DOCUMENT |

--- Begin ---

By Ronald Grover Legendary billionaire Kirk Kerkorian sure knows where the money is. The 87-year-old mogul, who got his start flying surplus Air Force planes after World War II, has made a fortune investing in -- and selling -- casinos, studios, and airlines. Now it's becoming increasingly clear that he intends to sell the MGM film studio for roughly $4.6 billion, including debt assumption, an almost certain indication that the savvy investor thinks the market for movies and TV shows has reached a high-water level.
The wily Kerkorian, who controls 74% of MGM (MGM), may still take the studio off the market. He did it two years ago, when Time Warner (TWX) refused to meet his price. But things are different this time, say those close to the deal. For one thing, even though talks are being handled by his trusted lieutenant, MGM Chairman and CEO Alex Yemenidjian, Kerkorian is more actively involved than he was then. Plus, two entertainment giants, Time Warner and Sony (SNE), are competing to buy the studio.
It looks like Kerkorian will get his price. At $4.6 billion -- the number that Time Warner is offering -- MGM is valued at roughly 10 times cash flow, according to Merrill Lynch analyst Jessica Reif Cohen, which she calls "a full but fair valuation."
NO OUTLETS. Why is Kerkorian selling now, after holding on for so many unprofitable years? After all, he has sold and bought the studio back twice since he first purchased it in 1970. But this time, a sale is likely to be for good. Kerkorian has been boxed in, unable to expand the studio into the kind of world-beater that he and Yemenidjian envisioned in 1999 when Yemenidjian left Kerkorian's casino company to take over MGM.

--- End ---

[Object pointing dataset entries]

--- Begin ---

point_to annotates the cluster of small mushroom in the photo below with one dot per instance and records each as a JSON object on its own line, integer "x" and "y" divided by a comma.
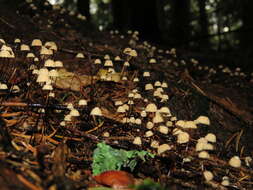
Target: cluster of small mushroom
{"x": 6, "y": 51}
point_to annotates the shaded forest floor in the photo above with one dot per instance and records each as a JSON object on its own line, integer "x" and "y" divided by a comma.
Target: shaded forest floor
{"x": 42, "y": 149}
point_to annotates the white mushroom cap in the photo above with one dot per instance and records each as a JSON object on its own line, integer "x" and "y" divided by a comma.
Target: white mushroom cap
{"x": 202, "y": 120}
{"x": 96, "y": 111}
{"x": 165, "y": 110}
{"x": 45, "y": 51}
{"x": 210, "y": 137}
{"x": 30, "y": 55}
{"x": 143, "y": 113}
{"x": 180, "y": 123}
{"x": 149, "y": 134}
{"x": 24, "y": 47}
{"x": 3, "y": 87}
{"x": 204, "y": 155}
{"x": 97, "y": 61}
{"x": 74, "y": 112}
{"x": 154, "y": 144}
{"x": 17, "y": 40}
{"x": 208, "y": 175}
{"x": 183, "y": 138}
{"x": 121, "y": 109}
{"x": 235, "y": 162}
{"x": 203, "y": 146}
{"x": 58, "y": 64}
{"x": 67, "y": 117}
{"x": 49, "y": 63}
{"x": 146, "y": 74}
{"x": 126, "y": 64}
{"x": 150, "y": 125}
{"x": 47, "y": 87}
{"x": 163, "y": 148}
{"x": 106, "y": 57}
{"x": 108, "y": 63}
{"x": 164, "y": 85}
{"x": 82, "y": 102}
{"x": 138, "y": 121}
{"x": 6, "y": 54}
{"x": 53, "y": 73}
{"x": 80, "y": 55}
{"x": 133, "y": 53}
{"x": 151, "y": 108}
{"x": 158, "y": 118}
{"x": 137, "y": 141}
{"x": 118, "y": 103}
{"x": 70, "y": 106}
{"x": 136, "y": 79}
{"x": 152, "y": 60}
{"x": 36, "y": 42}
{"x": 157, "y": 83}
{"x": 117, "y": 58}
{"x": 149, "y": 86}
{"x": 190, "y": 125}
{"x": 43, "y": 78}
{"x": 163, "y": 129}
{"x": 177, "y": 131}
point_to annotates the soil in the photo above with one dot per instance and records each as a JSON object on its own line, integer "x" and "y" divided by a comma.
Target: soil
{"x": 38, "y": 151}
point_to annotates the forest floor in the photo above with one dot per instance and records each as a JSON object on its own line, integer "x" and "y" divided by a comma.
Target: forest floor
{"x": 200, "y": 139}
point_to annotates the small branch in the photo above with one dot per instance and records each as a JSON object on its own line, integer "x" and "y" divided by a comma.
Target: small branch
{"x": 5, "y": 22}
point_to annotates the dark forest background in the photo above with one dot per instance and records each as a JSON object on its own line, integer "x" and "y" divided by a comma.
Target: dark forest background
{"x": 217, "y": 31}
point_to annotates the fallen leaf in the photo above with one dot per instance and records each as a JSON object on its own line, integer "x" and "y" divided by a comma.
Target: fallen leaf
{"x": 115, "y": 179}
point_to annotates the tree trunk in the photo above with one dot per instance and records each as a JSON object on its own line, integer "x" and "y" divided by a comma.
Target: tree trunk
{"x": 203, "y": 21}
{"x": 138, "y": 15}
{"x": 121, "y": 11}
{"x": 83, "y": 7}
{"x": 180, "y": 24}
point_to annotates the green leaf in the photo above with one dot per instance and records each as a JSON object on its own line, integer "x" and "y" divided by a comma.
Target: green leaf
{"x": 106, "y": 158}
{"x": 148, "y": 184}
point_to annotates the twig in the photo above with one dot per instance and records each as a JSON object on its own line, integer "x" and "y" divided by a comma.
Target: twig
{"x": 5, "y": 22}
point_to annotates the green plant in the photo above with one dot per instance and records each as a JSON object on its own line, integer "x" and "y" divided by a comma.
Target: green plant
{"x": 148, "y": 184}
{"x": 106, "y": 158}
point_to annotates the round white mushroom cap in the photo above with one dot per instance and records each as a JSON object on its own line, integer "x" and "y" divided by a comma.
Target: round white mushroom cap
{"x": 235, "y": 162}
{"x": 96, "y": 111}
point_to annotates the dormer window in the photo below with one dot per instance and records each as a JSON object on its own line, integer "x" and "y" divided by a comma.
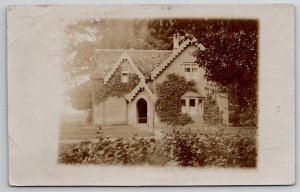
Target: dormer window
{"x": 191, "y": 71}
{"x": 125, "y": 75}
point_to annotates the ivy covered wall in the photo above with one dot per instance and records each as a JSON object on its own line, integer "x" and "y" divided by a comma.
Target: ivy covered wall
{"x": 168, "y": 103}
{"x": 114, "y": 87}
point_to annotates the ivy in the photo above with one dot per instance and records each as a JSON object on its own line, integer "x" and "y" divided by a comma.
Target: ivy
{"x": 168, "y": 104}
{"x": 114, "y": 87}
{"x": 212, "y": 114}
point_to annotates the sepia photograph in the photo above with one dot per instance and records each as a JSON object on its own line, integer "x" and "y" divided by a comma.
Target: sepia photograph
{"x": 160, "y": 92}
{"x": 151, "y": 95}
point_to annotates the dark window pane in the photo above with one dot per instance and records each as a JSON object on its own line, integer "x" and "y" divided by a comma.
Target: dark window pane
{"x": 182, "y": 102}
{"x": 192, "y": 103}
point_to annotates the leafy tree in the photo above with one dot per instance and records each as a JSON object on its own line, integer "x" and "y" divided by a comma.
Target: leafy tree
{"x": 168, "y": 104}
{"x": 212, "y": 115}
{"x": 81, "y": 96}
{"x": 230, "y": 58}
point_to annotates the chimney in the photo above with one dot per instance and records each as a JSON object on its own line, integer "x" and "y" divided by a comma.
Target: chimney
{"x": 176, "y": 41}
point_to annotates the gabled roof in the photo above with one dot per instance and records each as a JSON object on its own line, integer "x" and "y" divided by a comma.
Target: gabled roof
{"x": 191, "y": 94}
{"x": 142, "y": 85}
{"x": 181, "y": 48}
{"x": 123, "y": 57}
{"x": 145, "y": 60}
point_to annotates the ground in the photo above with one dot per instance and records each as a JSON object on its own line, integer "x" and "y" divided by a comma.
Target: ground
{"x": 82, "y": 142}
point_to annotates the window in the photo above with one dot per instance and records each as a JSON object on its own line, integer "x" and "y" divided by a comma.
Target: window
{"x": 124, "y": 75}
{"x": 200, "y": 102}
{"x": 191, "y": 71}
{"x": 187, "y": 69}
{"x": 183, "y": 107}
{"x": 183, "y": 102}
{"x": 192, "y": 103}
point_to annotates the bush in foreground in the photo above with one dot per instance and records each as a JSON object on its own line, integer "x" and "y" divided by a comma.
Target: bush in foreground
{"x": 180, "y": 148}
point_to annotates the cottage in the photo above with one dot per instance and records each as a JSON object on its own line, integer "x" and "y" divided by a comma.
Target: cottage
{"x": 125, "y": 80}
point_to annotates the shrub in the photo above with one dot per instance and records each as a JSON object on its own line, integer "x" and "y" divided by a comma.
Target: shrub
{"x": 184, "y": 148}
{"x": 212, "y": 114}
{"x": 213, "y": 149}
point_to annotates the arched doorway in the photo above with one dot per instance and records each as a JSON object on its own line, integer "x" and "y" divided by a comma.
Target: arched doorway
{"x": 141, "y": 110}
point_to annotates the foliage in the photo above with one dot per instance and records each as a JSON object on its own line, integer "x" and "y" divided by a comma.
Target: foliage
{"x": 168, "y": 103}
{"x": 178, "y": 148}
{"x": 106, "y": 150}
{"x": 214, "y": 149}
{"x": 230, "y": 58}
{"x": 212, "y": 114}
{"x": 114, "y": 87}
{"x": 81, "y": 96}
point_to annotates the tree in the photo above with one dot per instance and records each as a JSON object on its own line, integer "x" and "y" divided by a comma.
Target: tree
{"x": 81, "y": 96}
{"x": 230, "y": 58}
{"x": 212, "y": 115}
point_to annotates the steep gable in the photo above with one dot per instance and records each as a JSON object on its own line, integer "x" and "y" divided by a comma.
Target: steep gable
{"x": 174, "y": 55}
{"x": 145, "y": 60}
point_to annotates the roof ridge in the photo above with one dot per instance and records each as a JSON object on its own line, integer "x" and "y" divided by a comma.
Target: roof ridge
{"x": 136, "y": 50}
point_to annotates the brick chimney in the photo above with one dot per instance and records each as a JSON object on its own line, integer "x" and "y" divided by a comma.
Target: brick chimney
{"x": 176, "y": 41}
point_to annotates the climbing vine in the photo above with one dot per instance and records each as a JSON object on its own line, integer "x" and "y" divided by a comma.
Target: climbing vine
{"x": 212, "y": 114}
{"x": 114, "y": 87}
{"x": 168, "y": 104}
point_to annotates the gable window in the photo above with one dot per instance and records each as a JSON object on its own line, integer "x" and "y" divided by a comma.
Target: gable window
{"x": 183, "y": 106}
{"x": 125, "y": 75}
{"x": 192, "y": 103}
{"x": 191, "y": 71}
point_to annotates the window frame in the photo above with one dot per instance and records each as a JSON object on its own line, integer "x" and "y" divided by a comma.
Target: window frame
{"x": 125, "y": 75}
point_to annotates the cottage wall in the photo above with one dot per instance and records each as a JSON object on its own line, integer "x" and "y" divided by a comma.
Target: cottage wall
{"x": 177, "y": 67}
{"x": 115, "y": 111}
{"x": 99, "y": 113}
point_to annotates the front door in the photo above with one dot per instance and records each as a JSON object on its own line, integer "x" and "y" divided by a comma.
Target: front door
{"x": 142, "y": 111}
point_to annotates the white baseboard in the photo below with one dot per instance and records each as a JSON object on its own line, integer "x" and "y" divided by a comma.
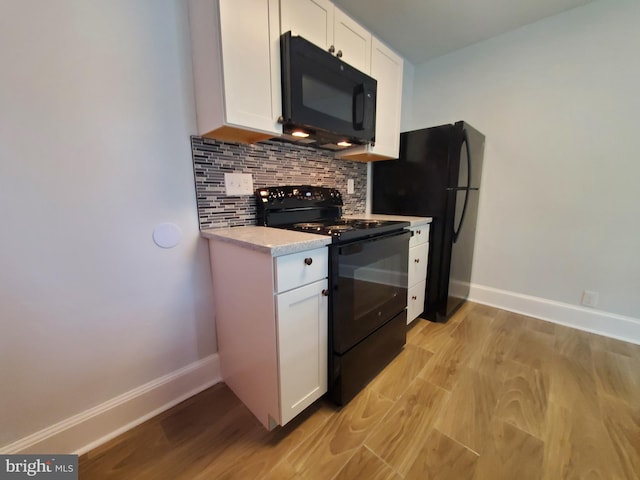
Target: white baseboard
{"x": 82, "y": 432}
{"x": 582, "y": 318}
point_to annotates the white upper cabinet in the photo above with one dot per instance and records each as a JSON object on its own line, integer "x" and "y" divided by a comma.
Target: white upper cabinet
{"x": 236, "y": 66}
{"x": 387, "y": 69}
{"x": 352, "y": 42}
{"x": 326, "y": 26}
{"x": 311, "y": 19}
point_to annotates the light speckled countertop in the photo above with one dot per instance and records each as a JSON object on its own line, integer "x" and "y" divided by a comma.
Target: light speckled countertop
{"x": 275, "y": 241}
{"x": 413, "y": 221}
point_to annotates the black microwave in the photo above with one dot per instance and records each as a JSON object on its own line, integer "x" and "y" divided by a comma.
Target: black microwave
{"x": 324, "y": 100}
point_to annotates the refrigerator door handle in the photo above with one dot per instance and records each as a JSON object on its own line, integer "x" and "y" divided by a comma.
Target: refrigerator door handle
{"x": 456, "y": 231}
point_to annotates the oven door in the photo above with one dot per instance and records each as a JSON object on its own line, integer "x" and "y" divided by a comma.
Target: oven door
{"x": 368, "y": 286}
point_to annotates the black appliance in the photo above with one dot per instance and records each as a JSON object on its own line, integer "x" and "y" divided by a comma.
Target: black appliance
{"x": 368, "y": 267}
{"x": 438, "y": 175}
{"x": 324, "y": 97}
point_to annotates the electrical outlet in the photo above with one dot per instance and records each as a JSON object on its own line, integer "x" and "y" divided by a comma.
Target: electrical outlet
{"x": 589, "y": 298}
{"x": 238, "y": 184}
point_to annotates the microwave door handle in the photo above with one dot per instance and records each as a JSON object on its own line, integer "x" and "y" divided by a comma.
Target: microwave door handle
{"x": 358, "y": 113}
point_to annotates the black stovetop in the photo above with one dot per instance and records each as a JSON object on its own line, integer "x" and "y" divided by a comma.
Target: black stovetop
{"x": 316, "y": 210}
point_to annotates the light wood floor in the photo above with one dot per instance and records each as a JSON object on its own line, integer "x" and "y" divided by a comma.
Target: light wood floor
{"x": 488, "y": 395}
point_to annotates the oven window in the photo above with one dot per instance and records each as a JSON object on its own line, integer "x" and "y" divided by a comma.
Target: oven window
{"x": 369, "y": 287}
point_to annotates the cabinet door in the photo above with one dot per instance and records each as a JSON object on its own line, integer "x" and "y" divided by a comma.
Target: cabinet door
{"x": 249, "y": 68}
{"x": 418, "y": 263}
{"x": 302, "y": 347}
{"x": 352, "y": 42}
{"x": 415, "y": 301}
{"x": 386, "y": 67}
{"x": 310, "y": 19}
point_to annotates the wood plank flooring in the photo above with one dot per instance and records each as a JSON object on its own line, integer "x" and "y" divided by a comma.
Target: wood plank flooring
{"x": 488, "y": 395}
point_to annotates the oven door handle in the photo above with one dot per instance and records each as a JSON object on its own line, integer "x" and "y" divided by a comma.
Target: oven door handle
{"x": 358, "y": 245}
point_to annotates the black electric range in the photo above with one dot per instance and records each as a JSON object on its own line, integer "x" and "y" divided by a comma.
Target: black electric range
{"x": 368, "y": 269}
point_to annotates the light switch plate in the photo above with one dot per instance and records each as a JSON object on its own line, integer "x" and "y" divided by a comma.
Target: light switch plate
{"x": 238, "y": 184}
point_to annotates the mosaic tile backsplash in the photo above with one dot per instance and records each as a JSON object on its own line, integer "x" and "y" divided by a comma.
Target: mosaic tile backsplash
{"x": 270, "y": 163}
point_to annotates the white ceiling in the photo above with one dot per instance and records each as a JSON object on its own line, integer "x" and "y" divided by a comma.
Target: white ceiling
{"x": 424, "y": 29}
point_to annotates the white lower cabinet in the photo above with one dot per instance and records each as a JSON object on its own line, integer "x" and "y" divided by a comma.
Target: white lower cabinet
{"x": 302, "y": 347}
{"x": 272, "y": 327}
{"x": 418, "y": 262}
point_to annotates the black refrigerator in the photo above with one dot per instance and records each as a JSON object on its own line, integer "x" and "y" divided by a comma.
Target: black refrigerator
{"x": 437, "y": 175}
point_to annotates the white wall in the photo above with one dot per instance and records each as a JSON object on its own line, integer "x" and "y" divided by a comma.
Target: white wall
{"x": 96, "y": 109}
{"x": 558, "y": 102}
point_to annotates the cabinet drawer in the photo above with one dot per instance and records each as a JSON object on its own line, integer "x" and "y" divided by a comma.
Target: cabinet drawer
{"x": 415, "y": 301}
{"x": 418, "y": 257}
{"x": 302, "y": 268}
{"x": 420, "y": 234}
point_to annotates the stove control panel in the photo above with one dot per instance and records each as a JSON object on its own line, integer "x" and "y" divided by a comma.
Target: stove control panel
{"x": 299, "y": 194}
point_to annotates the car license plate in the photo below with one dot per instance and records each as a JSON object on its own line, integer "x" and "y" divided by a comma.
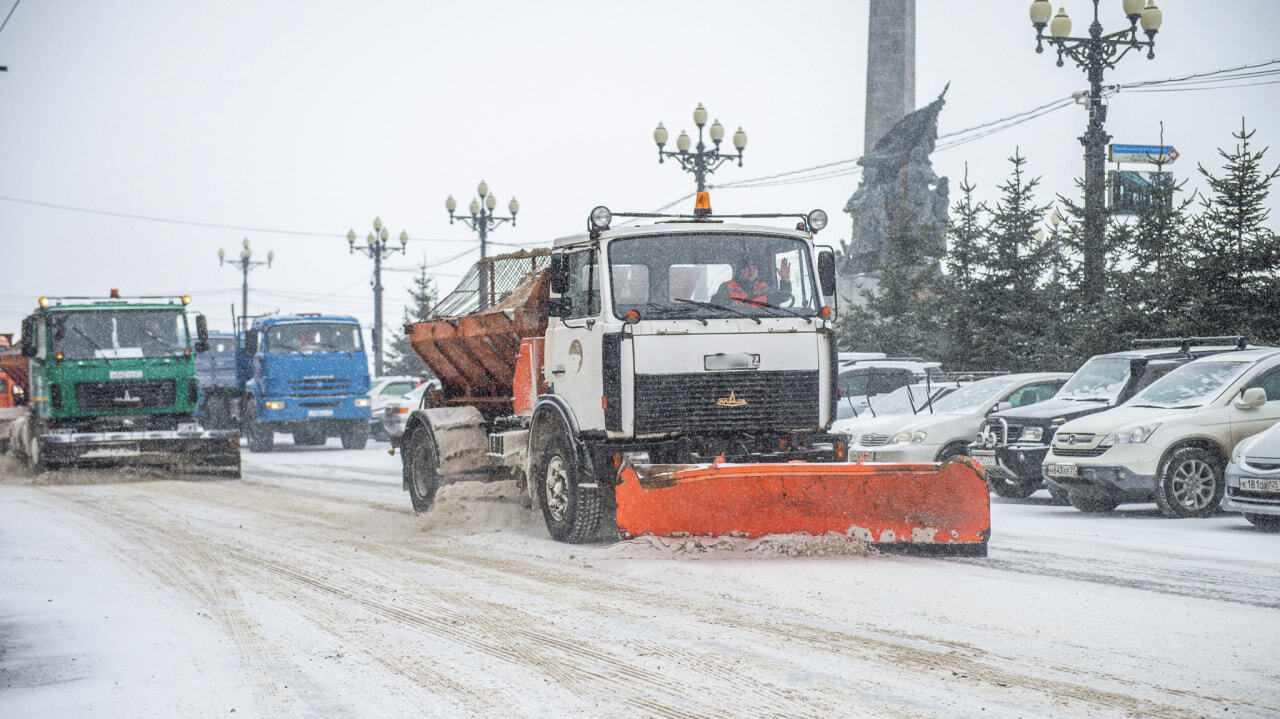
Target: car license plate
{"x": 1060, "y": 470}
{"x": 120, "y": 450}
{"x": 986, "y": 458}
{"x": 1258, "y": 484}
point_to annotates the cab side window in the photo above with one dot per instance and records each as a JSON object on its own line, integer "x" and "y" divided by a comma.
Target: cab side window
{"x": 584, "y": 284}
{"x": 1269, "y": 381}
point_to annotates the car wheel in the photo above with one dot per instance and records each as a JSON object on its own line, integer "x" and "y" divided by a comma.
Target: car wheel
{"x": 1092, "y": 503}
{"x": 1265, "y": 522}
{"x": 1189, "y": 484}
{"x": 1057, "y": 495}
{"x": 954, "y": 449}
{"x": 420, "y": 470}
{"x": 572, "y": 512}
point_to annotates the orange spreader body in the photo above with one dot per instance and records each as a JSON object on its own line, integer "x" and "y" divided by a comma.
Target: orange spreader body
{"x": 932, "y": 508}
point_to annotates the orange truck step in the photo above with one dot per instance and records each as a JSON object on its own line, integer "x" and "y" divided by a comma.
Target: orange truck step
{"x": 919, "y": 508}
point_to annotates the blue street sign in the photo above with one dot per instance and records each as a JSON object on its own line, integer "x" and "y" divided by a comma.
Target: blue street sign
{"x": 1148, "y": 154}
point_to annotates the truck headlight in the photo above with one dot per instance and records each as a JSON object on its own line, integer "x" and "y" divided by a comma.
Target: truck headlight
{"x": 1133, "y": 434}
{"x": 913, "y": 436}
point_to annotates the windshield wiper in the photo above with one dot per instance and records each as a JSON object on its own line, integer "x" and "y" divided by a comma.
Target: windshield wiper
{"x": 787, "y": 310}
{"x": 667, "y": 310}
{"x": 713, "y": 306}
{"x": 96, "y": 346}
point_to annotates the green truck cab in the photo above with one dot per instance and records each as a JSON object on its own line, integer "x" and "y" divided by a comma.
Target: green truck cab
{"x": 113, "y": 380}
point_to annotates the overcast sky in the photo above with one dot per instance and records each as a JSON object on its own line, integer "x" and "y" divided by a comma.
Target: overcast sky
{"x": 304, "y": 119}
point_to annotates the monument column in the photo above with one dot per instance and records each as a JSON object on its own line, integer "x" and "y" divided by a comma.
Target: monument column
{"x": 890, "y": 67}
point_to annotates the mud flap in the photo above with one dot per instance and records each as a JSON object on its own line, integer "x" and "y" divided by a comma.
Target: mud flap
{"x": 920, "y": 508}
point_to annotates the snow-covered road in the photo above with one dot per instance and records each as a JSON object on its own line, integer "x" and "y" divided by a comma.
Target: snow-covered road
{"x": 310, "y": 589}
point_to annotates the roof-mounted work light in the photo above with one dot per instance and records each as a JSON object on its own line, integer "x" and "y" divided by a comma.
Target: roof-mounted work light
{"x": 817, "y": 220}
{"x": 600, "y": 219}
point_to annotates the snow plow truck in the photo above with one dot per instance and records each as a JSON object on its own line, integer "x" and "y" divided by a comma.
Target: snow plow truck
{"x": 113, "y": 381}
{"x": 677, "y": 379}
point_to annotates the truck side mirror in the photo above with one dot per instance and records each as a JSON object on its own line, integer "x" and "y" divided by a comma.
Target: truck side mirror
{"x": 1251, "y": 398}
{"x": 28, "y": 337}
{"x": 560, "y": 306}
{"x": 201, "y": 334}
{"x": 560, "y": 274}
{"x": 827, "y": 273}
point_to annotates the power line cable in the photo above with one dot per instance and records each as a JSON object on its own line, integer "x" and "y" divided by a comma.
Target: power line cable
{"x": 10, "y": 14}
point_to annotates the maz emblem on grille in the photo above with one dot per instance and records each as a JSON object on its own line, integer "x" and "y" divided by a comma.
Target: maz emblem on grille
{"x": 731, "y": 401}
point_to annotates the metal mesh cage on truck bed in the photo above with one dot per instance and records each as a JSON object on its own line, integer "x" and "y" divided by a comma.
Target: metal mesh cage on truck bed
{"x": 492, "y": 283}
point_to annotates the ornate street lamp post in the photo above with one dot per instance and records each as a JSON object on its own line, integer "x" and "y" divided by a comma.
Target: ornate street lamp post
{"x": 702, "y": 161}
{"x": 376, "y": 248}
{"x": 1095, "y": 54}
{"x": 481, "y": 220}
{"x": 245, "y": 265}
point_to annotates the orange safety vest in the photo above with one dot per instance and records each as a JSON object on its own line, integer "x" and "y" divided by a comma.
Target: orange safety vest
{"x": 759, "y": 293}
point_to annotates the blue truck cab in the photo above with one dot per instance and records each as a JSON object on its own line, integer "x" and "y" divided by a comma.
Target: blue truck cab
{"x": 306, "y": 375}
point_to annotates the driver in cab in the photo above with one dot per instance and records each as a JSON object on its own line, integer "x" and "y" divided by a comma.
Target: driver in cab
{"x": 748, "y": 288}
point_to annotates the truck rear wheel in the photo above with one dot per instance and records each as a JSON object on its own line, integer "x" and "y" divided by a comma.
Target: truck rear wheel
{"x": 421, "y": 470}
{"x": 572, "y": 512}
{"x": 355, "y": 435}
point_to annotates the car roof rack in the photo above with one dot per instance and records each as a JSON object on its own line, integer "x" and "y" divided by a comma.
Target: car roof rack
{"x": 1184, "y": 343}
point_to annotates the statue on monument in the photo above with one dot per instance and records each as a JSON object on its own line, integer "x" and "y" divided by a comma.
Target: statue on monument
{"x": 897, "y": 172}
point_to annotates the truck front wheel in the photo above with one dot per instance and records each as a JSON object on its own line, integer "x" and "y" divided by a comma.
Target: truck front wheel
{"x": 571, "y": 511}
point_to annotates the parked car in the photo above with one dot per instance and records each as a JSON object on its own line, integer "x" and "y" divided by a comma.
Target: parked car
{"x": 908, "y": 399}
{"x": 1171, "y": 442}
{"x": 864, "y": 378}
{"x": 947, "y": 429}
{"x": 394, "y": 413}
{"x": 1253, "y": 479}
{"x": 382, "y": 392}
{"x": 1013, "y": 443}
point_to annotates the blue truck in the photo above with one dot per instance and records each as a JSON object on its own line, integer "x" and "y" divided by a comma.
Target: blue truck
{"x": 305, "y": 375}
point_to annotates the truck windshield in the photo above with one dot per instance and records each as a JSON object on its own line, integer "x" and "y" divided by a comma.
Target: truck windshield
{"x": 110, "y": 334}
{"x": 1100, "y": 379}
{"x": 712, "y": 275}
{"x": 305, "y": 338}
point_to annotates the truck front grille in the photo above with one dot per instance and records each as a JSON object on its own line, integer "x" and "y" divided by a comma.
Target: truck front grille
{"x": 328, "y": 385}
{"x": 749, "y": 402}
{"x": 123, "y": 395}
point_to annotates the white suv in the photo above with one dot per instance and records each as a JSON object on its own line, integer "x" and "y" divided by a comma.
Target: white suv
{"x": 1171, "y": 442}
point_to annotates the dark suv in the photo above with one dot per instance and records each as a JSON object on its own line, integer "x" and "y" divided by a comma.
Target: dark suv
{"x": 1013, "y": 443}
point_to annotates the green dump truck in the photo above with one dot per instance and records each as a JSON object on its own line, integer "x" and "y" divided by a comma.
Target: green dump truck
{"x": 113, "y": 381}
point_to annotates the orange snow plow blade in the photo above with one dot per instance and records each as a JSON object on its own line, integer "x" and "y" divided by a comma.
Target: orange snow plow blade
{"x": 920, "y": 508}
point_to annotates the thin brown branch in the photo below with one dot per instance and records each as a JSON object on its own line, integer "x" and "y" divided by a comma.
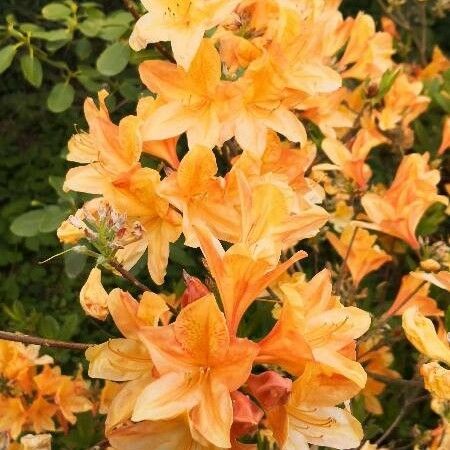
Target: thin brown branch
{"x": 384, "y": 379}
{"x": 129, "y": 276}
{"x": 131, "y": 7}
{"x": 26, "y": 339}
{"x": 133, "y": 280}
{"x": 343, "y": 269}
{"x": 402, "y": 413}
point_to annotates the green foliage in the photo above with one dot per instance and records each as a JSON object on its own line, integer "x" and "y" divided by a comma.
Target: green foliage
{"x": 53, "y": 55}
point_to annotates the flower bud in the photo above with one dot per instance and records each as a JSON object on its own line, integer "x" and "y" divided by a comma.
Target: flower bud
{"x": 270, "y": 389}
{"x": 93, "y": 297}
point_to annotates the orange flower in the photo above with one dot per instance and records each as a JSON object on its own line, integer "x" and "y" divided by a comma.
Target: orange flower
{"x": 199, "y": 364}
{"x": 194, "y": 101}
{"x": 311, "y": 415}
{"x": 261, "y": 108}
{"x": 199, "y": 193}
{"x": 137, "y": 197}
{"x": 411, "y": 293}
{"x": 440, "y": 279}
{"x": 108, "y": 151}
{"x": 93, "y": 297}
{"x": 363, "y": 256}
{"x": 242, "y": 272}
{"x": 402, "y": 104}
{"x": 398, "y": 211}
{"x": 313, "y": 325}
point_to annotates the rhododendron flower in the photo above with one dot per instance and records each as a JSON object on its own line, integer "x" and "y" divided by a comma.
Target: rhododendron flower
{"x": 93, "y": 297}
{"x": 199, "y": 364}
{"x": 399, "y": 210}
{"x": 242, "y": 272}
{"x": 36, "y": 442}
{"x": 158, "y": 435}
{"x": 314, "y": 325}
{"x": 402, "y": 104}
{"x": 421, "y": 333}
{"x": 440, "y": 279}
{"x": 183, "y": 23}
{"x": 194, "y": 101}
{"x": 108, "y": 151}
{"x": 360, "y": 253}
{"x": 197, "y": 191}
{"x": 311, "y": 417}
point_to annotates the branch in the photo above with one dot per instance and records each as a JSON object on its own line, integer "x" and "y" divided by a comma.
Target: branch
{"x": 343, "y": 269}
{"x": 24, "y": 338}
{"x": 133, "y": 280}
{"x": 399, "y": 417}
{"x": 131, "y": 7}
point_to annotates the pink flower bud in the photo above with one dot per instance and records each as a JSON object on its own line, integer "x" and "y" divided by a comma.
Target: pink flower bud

--- End ---

TASKS FOR THIS EXERCISE |
#1 Select every line of the entries that contains the word "plant" and copy those lines out.
#2 Pick up the article on Kerkorian's sale of MGM after its last sentence and keep writing it.
The article on Kerkorian's sale of MGM and the entries have nothing to do with each other.

ANSWER SET |
#1
point_to annotates the green plant in the photo above with one dot per instance and records each as a JSON object on its own line, integer "x" and "y" divided by a comma.
Target: green plant

#2
With a library of more than 4,000 films, including such heavyweights as the James Bond series, MGM is the perfect company for the Digital Age and its multiple distribution outlets. Only one problem: MGM doesn't own any cable channels, TV networks, or broadband pipes. Yemenidjian and Kerkorian tried their darndest to change that, at various points approaching NBC (GE) about a merger and talking with cable giant Comcast (CMCSA).
Yemenidjian also trimmed overhead, reduced film budgets and eliminated debt, which positioned MGM for last year's $11.5 billion bid for Vivendi Universal -- a bold, last-ditch effort to become a supersize content company. But when Vivendi eventually decided to merge with General Electric-owned NBC, Kerkorian knew he had lost his final chance to turn MGM into a major Hollywood force, according to someone close to the negotiations.
FADE TO BLACK. In Las Vegas, however, Kerkorian's fortunes are another story. His MGM Mirage (MGG) is a bona fide powerhouse, with such major casinos as the Bellagio, MGM Grand, New York-New York, and the Mirage. This year, MGM Mirage, which also owns casinos in Detroit, South Africa, and Australia, will generate more than $356 million in net income, according to UBS Securities analyst Robin Farley, a 38% increase over 2003.
And with its pending $7.9 billion deal to buy Mandalay Resort Group (MGB), MGM will control about half the Strip, where revenues are up some 16% over last year, says Farley. He has a buy recommendation on MGM Mirage, figuring its stock will jump to $60 a share within the next year from its current $42.60 or so. Even though Mandalay Bay reported second-quarter earnings on Sept. 2 that disappointed Wall Street, Farley figures its earnings will increase by 30% next year, driven by strong results at its Vegas properties.
Back in Hollywood, all that seems left for Kerkorian to do is crown the winner in the contest to buy his studio. In a way, it doesn't matter whether it's Time Warner or Sony. Either is likely close down MGM's filmmaking operation and ramp up the sale of its library, which Reif Cohen estimates will generate cash flow of $450 million in 2005. (MGM, Time Warner, and Sony all declined to comment for this story.)
LAWSUIT BAIT? Most likely to succeed is Time Warner's $4.6 billion bid, even though Sony is expected to offer $4.8 billion, both all cash. There's some doubt that Sony can keep its two equity investors, Texas Pacific Group and Providence Equity Partners, in line to make an all-cash offer.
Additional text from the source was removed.